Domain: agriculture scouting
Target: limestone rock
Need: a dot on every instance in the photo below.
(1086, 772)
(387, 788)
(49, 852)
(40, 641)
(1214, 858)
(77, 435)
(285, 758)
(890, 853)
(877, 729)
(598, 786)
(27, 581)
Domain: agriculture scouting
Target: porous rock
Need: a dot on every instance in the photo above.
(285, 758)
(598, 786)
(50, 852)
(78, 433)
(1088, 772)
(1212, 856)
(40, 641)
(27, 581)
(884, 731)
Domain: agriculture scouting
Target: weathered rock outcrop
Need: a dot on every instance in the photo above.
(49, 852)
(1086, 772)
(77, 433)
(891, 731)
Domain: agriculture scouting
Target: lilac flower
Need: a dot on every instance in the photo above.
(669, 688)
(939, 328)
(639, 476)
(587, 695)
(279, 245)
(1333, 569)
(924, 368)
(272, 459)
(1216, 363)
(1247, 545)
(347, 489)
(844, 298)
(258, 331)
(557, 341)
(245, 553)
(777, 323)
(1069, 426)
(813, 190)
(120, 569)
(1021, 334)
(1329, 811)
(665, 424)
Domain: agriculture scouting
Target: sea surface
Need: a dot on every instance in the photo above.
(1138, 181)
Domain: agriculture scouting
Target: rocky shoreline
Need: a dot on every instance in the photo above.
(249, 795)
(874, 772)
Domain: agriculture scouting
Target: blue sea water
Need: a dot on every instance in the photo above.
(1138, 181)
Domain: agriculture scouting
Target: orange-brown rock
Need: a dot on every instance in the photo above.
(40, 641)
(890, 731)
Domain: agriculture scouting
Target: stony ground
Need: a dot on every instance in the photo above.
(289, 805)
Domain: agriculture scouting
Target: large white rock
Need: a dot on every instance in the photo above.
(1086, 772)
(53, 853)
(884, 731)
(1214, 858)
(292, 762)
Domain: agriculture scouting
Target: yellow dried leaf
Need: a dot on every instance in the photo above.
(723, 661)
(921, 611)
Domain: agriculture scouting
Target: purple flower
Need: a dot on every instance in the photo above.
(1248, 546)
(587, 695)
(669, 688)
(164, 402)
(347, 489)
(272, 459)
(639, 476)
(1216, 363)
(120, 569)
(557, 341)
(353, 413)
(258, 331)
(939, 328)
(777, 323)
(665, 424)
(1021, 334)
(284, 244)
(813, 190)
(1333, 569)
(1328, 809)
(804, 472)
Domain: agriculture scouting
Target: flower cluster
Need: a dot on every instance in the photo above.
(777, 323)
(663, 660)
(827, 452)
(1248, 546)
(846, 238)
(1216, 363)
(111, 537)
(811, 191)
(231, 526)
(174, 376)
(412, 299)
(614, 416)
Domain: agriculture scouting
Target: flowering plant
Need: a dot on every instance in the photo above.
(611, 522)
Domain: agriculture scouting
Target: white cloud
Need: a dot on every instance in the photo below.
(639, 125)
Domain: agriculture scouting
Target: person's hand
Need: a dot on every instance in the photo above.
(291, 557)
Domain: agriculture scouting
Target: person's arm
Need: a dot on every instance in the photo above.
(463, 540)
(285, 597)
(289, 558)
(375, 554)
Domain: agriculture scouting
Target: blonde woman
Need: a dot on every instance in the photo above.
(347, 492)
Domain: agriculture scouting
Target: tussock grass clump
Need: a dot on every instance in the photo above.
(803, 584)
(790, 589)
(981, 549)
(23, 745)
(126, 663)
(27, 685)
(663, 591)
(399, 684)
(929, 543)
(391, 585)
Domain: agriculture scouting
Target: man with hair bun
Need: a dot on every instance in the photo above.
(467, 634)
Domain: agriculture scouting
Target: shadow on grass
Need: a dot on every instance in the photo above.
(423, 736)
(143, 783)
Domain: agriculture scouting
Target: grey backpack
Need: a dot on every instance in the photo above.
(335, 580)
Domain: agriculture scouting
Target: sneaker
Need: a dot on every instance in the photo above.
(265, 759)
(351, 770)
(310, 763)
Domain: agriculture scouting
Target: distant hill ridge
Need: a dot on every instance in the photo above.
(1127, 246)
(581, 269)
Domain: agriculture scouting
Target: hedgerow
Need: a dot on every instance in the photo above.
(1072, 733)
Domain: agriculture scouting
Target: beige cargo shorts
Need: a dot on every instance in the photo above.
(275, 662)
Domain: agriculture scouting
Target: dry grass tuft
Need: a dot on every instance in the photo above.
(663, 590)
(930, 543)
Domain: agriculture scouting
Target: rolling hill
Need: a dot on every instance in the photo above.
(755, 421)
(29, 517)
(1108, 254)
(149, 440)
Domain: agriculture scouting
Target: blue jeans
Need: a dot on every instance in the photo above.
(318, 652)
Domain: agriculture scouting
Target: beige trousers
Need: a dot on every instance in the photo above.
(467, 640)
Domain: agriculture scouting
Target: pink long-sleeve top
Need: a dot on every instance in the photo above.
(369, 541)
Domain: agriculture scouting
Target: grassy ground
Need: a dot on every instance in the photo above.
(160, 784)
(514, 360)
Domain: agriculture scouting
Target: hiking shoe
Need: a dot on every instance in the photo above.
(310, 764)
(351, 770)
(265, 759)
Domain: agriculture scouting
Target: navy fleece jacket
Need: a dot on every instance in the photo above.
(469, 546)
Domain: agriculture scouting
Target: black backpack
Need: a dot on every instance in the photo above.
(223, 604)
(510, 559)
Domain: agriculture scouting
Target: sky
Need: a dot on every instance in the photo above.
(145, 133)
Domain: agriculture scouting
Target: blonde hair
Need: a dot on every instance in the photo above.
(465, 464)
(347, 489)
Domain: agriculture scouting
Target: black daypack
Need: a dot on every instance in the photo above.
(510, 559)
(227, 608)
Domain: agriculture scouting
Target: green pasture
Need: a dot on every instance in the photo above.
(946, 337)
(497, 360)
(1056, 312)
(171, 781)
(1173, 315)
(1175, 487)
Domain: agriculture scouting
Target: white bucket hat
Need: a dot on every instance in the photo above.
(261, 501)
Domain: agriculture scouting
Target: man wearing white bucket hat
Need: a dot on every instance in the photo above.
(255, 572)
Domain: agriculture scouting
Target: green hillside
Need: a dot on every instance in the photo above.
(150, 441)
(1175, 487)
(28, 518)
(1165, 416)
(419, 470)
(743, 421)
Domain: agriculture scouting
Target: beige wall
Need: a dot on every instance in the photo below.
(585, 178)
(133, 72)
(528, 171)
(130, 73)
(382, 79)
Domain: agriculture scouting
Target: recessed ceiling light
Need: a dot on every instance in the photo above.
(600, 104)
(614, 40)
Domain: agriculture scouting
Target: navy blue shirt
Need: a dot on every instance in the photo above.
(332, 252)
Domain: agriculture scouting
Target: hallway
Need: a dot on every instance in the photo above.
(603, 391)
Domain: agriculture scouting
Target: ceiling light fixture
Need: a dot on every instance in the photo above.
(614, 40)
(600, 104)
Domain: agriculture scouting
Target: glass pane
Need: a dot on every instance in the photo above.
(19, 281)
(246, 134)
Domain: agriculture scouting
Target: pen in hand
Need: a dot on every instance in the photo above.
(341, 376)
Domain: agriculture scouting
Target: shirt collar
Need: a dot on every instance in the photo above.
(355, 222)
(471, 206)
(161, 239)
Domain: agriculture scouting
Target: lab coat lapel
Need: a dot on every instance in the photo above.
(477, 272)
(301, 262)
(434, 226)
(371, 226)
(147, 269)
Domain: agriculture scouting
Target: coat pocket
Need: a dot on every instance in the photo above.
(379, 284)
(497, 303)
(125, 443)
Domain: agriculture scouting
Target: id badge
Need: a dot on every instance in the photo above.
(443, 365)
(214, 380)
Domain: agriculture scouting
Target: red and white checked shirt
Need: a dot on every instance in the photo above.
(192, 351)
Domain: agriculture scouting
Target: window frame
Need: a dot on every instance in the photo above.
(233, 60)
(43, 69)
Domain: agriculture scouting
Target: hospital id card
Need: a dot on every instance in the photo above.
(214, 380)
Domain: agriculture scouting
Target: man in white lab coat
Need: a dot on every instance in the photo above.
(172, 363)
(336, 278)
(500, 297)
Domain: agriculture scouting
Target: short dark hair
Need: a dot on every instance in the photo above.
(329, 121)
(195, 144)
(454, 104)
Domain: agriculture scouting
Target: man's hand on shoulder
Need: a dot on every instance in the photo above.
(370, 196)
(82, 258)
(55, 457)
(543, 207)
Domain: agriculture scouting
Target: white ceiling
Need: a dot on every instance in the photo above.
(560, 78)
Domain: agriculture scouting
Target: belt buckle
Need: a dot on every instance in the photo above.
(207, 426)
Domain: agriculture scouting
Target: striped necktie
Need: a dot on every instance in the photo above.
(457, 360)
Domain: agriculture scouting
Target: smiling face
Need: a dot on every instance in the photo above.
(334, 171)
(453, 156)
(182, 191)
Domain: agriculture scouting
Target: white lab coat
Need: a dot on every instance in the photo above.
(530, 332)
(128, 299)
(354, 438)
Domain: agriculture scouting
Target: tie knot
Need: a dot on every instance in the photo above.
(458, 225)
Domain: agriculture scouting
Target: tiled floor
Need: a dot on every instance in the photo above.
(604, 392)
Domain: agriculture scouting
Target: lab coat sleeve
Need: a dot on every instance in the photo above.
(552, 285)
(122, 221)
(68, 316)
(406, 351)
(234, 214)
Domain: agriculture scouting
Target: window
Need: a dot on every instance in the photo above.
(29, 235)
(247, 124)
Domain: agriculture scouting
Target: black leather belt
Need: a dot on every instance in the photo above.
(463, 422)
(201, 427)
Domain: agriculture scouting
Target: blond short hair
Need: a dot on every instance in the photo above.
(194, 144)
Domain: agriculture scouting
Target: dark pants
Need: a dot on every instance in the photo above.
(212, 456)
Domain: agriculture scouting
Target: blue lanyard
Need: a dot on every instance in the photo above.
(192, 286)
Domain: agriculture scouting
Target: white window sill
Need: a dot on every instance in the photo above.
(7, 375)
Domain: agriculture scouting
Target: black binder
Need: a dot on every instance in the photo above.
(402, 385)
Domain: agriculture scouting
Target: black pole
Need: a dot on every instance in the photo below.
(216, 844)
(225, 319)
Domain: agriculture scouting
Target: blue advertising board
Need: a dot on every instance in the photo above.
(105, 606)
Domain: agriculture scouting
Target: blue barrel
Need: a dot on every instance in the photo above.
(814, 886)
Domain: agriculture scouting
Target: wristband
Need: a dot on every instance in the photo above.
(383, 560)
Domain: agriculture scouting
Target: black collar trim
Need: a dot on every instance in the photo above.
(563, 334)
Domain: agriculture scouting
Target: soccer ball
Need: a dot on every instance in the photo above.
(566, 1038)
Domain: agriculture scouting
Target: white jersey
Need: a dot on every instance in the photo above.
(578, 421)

• [Task statement] How many lines of the records contain the string "navy"? Give only the number.

• [The output] 2